[REQUEST] Pick out each line of the data below that contains the string "snowmobile", and copy those lines in their original order.
####################
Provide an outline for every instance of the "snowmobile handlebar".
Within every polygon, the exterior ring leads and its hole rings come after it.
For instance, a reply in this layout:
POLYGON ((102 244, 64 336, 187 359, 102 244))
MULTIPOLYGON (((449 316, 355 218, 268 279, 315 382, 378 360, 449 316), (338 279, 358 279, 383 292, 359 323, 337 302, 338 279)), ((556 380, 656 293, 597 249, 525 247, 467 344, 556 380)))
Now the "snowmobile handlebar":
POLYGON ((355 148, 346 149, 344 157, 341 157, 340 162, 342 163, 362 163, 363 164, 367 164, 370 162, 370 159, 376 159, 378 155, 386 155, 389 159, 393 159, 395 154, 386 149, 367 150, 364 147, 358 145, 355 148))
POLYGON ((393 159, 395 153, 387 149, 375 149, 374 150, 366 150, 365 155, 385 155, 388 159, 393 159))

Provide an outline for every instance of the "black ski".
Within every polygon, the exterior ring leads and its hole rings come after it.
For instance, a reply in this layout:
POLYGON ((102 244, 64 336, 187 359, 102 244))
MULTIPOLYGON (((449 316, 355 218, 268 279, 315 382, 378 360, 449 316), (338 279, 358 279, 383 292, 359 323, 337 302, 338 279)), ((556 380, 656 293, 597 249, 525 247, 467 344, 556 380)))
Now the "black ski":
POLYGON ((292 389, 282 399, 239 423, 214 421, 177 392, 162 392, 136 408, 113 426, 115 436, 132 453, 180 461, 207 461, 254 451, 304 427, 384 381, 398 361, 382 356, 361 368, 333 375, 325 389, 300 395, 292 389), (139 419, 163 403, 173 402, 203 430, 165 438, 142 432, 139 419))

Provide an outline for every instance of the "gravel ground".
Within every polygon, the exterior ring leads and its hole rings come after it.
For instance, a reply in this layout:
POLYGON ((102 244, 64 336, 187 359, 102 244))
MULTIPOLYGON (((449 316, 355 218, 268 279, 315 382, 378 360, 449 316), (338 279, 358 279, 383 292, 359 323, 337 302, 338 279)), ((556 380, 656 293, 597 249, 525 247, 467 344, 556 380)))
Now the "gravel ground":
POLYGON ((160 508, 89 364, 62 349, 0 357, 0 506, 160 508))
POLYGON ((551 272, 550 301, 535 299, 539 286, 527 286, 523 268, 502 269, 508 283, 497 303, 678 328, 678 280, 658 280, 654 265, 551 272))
####################
[EXERCISE ANSWER]
Provide an outline for every instance of the "snowmobile handlebar".
Now the "snowmobile handlebar":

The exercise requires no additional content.